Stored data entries

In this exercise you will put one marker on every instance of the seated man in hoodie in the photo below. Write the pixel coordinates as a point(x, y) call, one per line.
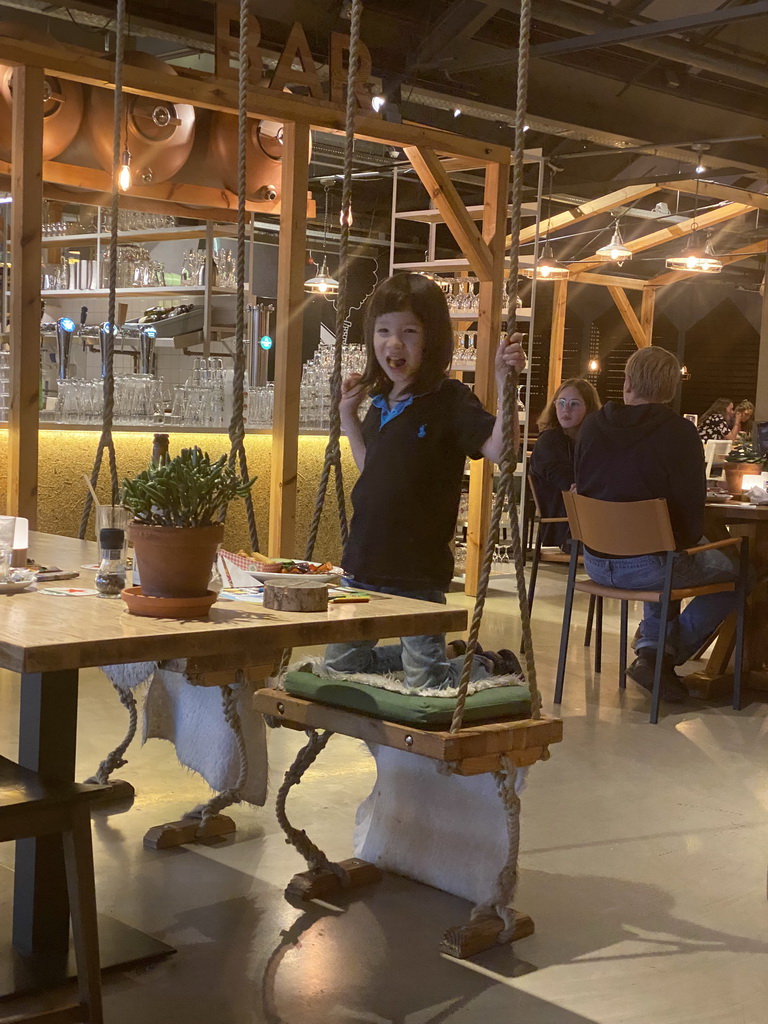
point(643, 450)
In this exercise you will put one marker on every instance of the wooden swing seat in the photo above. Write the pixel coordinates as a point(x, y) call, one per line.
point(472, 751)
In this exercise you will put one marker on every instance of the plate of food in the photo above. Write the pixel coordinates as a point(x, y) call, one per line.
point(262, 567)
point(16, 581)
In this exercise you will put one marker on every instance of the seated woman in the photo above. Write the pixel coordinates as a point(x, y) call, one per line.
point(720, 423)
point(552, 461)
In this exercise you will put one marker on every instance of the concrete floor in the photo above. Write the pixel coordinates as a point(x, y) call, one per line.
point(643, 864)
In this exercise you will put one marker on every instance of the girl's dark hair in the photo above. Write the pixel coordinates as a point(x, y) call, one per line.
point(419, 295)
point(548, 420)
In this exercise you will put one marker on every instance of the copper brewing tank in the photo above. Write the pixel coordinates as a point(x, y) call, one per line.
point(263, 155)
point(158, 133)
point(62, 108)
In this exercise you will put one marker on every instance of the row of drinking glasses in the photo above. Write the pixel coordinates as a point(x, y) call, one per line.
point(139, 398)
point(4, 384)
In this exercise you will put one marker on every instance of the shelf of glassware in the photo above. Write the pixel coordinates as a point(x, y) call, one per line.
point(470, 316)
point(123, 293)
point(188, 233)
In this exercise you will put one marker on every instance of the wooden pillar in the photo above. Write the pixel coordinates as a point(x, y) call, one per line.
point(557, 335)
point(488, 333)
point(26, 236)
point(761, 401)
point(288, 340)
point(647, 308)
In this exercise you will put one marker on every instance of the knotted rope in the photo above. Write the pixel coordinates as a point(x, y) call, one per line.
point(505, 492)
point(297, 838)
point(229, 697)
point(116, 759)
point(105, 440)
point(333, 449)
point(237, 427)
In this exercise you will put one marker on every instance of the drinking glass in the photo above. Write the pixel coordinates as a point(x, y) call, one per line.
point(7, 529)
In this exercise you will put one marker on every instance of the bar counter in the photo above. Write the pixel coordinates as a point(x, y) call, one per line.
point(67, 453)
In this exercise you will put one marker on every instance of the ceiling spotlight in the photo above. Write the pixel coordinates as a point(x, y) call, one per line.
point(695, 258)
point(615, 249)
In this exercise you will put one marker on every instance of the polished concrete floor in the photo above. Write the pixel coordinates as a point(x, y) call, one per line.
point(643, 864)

STATED GOAL: Please update every row so that "marker" becomes "pin", with nothing else changed. Omit the pictures from your answer.

FINAL ANSWER:
In this exercise you will put one pin on every instance of the seated man in hoodie in the photo below. Write the pixel coordinates as a point(x, y) call, one per line.
point(643, 450)
In this exercise you will put one pin on every instance of the wooden swing seat in the photo above. Write the pixel coordinates as a point(x, y) call, one per line.
point(472, 751)
In this exercise you will put one pin on every instance of the plate of food in the photo above. Write the pixel coordinates as a point(x, y) call, one per line.
point(262, 567)
point(16, 581)
In this exercise you will put one pin on every instance of the seated woman in the photo above. Write the pixel coordinates as a point(x, y) call, one per line.
point(720, 423)
point(552, 461)
In this exercise you will put one pin on every instance of the concrete floor in the photo above. Write the pixel coordinates as a point(x, y) call, one per line.
point(643, 864)
In this exercise you will put one pin on every instance of the girl's dark hair in the photo above. Write the pixel coordinates as a point(x, y) call, one per line.
point(419, 295)
point(548, 420)
In this exercise you will put one pin on every instance of the copper brewing tank in the photo above. Write the pixel coordinates as a point(x, y) call, one per line.
point(263, 155)
point(158, 133)
point(62, 108)
In this exercise you will put one pin on every instance of the row of drinking glasses in the photo above. Write the pixel coordinates as a point(x, y) call, one per line.
point(139, 398)
point(4, 384)
In this exercise you will put one pin on every instance of the shelf of glassware in the photo above. Write the pixel coordinates as a point(x, y) call, one per line.
point(470, 316)
point(123, 293)
point(188, 233)
In this exercise you will put one pin on every instance of the wooden pillar in the photo above. Write the pixel coordinates as a point(x, y) call, one per line.
point(557, 335)
point(488, 333)
point(26, 236)
point(761, 401)
point(288, 340)
point(647, 308)
In this exercise you will put one pin on every instance of the knotted rope in the photo above. Write the pixel coordinates as a point(x, y) call, one per line.
point(505, 492)
point(297, 838)
point(229, 697)
point(116, 759)
point(105, 440)
point(333, 449)
point(237, 427)
In this exercise you will put one pin on every instance of the drinking glass in the photo above. Write the pixel coordinates as a point(x, y) call, one per line.
point(7, 529)
In this exercise you will put one pin on every instance of the bar counter in the photo above. Write the pixel coordinates as a point(x, y) call, one per line.
point(67, 453)
In this exercise you will put one pin on every instance of the ceiling spotlight in the photo above. Write the pixel coordinates as a point(x, y) call, one per line.
point(695, 258)
point(615, 249)
In this exercise you will put one pin on every instance of the polished concrete floor in the photo above. Write the pixel coordinates as a point(x, y) call, one per line.
point(643, 864)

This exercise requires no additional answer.